_Passage to read_
++++++++++++++++++++
Roots of Complex Number/Corollary

Theorem

Let $z := \polar {r, \theta}$ be a complex number expressed in polar form, such that $z \ne 0$.

Let $n \in \Z_{>0}$ be a (strictly) positive integer.

Let $w$ be one of the complex $n$th roots of $z$.

Then the $n$th roots of $z$ are given by:

$z^{1 / n} = \set {w \epsilon^k: k \in \set {1, 2, \ldots, n - 1} }$

where $\epsilon$ is a primitive $n$th root of unity.

Proof

By definition of primitive complex $n$th root of unity:

$\omega = e^{2 m i \pi k}$

for some $m \in \Z: 1 \le m < n$.

Thus:

\(\ds \paren {w \omega^k}^n\)

\(=\)

\(\ds w^n \paren {e^{2 m i \pi k / n} }^n\)

\(\ds \)

\(=\)

\(\ds z e^{2 m i \pi k}\)

\(\ds \)

\(=\)

\(\ds z \paren {e^{2 i \pi} }^{m k}\)

\(\ds \)

\(=\)

\(\ds z \times 1^{m k}\)

\(\ds \)

\(=\)

\(\ds z\)

This demonstrates that $w \omega^k$ is one of the complex $n$th roots of $z$.

All of the complex $n$th roots of unity are represented by powers of $\omega$.

Thus it follows from Roots of Complex Number that:

$z^{1 / n} = \set {w \omega^k: k \in \set {1, 2, \ldots, n - 1} }$

are the $n$ complex $n$th roots of $z$.
++++++++++++++++++++
_What is needed_
Reproduce the passage on roots of a complex number word for word, from "where $\epsilon$ is" up to and including "1 \le m < n$.".

_Provided information_
++++++++++++++++++++
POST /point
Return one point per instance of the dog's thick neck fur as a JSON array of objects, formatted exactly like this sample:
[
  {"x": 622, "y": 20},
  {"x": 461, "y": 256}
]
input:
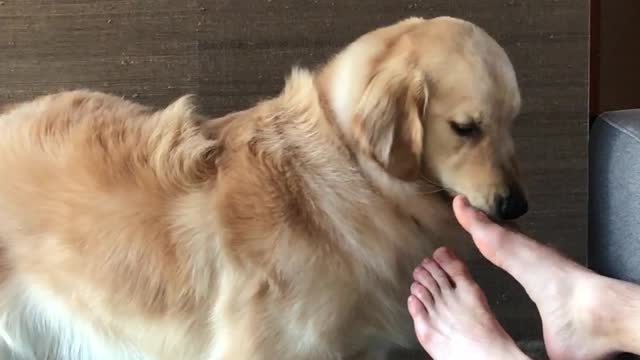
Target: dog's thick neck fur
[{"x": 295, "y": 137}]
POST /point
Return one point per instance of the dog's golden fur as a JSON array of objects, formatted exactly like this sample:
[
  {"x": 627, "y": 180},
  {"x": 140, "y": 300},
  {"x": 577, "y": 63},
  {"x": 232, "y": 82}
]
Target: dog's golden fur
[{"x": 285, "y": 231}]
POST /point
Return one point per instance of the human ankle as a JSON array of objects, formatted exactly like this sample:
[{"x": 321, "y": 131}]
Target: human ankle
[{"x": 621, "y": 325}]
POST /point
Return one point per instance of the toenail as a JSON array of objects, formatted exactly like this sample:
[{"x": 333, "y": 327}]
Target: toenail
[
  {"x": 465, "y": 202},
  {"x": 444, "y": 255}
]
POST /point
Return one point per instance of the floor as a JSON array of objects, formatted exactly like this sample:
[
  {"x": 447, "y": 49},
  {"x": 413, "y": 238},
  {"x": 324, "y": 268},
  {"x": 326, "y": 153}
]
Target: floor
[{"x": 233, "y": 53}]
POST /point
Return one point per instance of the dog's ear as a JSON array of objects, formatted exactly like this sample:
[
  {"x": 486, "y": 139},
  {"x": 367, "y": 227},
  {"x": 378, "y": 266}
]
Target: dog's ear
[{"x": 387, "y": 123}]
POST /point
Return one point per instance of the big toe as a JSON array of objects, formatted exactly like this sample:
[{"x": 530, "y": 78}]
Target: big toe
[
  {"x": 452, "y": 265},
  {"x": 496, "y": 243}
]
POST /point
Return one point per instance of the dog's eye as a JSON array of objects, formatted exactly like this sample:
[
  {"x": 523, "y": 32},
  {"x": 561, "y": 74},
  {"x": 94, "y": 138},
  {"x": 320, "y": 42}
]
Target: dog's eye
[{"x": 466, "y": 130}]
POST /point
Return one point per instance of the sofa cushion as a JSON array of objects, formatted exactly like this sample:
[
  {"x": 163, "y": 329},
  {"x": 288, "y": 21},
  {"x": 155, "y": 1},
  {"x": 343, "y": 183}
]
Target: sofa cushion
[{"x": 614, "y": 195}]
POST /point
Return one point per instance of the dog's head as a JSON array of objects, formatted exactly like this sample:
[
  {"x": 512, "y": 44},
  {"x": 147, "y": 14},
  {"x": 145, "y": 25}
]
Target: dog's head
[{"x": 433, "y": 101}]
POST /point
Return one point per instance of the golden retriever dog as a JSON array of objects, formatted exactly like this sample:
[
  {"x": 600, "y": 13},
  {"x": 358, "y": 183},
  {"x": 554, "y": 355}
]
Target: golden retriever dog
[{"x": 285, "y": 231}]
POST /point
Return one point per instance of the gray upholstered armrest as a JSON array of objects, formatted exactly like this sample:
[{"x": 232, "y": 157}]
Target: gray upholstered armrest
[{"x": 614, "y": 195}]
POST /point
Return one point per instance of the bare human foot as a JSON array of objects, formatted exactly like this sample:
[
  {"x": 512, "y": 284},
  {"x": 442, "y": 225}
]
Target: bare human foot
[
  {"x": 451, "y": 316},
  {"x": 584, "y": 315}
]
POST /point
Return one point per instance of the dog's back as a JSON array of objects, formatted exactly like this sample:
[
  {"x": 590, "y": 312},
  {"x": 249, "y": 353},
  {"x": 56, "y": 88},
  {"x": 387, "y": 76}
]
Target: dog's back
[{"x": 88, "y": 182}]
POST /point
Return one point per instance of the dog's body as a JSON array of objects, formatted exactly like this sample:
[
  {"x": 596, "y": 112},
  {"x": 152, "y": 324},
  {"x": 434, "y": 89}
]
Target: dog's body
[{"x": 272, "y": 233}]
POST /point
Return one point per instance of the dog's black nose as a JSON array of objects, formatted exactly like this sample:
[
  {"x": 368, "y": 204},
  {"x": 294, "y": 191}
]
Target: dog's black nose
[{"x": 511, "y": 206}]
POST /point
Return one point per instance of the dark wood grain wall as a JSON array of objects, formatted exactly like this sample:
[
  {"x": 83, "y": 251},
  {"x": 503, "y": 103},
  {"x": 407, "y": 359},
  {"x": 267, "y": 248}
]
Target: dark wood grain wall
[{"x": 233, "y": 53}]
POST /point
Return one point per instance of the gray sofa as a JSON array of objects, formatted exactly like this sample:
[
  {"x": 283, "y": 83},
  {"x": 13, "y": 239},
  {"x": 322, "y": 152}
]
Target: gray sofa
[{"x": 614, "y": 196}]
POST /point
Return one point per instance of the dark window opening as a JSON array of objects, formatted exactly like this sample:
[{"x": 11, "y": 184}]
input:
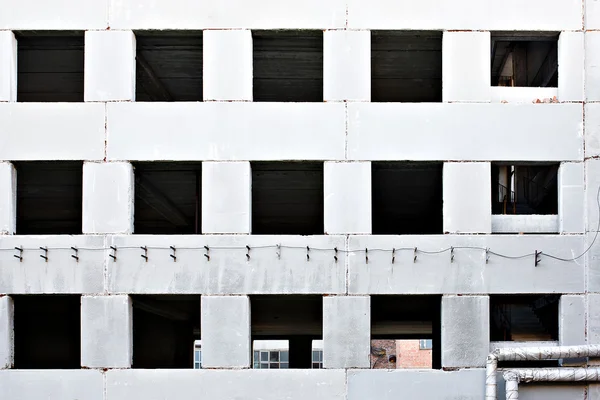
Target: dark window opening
++++++++++++++++++++
_Final result_
where $\epsilon$ is a primitive $n$th root of unity.

Proof

By definition of primitive complex $n$th root of unity:

$\omega = e^{2 m i \pi k}$

for some $m \in \Z: 1 \le m < n$.